■ **TEXT PROVIDED**
_ _ _ _ _ _ _
We next investigated an independent cohort of 247 patients treated by high-dose therapy and autologous stem cell transplantation with comparable expression pattern regarding the association of CTA expression with event-free and overall survival. Of the investigated antigens, HMMR, MAGE-A3, and NY-ESO-1/2 are significantly associated with inferior event-free and overall survival (Figure 3). No association with survival is found for the constitutively expressed HM1.24 as well as for WT-1 (data not shown). For the correlation of CTA expression and tumor mass (i.e. ISS stage), gene expression-based risk-scores (i.e. UAMS70-gene score, Rs-score, MYC-activation index) and proliferation, as well as chromosomal aberrations (i.e. t(4;14) deletion 17p13, gain 1q21) see Figure 4. To answer the question if HMMR, MAGE-A3, and NY-ESO-1/2 are independent, we first performed a multivariate analysis in which only HMMR remained significant (Supplementary Table S1). The strong prognostic impact of HMMR can be explained by gene expression being highly associated with proliferation of malignant plasma cells (Figure 4). The gene is likewise part of our gene expression-based risk score, i.e. Rs-score [37]. Secondly, we assessed the number of aberrantly expressed CTAs finding an association of the number of expressed CTAs > 1 and adverse event-free survival, but not overall survival (Jonckheere-Terpstra trend-test, P < .001; Supplementary Table S2). Again, the likely explanation of this is the association of the number of CTAs and risk-/proliferation-scores (Figure 5).

Expression of CTAs and survival in patients treated with high-dose therapy and autologous stem cell transplantation (n = 247).

Figure 3: Expression of CTAs and survival in patients treated with high-dose therapy and autologous stem cell transplantation (n = 247). Depicted are event-free (EFS) and overall survival (OS) for (A) HMMR, (B) MAGE-A3, and (C) NY-ESO1/2. HMMR expression is grouped into “low” and “high” expression using maximally selected rank statistics for EFS and OS using the mean of the individual cut-offs for EFS and OS as cut-off. The PANP-algorithm is used to group MAGE-A3 and NY-ESO-1/2 expression in “present”, i.e. expressed, vs. “absent”, i.e. not expressed.
_ _ _ _ _ _ _
■ **DATA EXTRACTS**
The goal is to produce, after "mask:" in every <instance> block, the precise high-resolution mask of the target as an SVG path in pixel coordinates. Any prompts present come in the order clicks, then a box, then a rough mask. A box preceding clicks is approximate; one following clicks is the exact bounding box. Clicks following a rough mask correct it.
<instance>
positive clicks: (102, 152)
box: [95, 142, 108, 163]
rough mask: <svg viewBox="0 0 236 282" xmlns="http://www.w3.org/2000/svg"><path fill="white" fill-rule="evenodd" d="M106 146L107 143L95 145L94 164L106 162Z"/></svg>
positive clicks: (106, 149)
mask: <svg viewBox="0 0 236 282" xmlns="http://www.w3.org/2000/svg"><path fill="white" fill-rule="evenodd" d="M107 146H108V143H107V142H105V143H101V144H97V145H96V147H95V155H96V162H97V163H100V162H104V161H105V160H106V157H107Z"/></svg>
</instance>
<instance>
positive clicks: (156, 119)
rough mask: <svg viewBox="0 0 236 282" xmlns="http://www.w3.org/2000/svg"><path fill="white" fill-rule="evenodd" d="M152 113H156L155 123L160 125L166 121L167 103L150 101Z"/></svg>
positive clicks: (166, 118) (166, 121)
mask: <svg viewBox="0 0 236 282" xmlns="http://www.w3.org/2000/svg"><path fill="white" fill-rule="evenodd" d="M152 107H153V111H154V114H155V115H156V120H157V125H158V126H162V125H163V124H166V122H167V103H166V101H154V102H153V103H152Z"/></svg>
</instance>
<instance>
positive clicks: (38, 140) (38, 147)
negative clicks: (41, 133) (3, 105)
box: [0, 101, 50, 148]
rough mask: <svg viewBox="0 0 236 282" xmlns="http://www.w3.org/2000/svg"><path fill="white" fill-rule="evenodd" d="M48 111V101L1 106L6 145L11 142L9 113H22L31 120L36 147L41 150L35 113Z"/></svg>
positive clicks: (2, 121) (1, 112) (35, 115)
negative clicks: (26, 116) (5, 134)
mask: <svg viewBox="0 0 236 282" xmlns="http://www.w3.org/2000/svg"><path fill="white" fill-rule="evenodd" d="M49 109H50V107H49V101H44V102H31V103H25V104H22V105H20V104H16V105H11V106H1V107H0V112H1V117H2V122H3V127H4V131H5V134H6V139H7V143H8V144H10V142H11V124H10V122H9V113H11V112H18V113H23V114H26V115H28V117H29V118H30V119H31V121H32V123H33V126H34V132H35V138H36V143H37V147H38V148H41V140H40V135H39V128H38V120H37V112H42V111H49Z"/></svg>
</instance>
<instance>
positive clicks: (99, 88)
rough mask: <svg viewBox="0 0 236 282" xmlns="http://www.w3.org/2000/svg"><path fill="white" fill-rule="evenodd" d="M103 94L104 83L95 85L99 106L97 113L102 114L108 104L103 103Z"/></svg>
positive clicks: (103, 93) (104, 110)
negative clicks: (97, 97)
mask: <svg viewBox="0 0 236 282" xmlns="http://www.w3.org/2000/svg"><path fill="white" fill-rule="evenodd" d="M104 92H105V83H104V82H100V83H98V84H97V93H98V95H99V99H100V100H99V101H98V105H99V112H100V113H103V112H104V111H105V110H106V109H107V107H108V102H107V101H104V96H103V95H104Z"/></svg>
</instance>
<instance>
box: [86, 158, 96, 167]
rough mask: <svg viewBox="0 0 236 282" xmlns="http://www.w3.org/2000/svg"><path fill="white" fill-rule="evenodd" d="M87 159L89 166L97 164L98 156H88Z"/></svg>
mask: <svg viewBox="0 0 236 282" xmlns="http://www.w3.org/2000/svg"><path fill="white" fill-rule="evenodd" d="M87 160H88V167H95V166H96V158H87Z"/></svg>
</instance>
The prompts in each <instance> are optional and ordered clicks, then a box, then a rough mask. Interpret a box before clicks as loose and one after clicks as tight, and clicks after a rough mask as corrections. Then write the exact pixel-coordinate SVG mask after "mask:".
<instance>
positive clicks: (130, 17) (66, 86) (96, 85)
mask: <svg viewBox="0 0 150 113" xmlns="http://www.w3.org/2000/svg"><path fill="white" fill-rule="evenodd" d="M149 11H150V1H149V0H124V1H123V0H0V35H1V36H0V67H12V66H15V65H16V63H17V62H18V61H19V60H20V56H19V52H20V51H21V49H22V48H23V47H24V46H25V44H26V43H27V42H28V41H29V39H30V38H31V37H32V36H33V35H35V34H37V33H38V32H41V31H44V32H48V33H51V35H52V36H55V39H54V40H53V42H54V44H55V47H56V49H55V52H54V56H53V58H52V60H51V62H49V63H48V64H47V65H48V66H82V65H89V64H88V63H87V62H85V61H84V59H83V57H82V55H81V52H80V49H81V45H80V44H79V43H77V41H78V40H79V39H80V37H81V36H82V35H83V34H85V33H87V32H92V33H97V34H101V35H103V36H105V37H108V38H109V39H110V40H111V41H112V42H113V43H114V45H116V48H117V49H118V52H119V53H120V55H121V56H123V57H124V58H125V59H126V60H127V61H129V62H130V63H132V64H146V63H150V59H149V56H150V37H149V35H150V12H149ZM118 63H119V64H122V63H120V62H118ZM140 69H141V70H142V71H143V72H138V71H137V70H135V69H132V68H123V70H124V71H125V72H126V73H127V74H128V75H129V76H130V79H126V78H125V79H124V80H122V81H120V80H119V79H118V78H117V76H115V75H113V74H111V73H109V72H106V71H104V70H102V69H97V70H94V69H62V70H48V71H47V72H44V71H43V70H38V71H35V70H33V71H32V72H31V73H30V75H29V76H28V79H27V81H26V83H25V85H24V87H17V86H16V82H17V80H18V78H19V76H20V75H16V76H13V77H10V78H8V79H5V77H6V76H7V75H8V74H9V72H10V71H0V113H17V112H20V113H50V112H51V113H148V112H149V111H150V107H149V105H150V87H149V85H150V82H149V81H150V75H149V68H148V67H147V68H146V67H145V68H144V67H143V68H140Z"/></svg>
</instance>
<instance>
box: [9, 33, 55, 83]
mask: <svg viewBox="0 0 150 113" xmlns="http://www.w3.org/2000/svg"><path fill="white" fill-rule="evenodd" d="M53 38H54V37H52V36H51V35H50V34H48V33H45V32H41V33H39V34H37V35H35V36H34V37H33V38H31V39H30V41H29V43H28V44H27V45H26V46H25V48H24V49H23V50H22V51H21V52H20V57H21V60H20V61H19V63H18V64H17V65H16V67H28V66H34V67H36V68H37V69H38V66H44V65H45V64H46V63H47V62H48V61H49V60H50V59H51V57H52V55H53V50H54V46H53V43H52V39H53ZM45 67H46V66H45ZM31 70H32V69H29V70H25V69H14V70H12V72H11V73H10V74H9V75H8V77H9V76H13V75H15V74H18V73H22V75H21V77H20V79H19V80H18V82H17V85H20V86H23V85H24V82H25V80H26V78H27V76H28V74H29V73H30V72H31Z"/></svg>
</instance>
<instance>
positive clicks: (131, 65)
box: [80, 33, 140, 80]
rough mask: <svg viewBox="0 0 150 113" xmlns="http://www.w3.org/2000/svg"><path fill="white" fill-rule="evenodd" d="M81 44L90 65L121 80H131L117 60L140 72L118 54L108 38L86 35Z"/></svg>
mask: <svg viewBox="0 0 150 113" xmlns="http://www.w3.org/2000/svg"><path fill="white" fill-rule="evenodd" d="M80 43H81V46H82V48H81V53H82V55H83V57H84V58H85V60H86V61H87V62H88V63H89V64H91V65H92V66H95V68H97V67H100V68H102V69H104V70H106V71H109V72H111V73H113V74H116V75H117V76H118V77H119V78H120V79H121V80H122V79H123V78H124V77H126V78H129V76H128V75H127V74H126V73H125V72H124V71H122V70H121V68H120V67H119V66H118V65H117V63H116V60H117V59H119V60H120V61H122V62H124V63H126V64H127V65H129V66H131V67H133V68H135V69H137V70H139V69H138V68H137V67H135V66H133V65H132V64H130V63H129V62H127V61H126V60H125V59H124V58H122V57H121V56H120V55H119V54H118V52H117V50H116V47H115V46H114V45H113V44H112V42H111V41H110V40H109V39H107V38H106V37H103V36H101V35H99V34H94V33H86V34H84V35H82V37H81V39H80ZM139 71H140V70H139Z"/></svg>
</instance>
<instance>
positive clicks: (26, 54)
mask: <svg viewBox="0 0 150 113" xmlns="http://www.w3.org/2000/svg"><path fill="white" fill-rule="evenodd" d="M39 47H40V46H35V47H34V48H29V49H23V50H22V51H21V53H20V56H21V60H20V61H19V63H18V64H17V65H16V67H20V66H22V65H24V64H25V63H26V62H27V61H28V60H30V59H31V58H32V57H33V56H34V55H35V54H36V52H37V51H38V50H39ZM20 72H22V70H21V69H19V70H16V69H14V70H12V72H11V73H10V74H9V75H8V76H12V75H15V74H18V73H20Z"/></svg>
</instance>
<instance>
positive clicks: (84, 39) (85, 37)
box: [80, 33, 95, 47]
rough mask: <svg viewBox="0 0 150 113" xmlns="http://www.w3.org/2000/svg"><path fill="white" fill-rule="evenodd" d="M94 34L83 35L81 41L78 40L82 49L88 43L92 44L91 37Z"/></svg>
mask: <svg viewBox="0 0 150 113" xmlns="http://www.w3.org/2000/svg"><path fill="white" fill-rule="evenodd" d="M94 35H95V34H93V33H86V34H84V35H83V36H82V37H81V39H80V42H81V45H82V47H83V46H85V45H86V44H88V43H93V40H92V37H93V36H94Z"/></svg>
_ _ _ _ _ _ _
■ **TASK TO CARRY OUT**
Using the text on CTA expression and survival, decide whether each statement agrees with it. Answer yes or no for each, quoting the words from the text that decide it. (a) In the cohort of 247 patients, WT-1 expression was linked to survival. (b) In the multivariate analysis, HMMR was the only one that stayed significant. (c) Having more than one expressed CTA was linked to worse overall survival. The records are separate material and have nothing to do with the text.

■ **REPLY**
(a) No: "No association with survival is found for the constitutively expressed HM1.24 as well as for WT-1"
(b) Yes: "we first performed a multivariate analysis in which only HMMR remained significant"
(c) No: "finding an association of the number of expressed CTAs > 1 and adverse event-free survival, but not overall survival"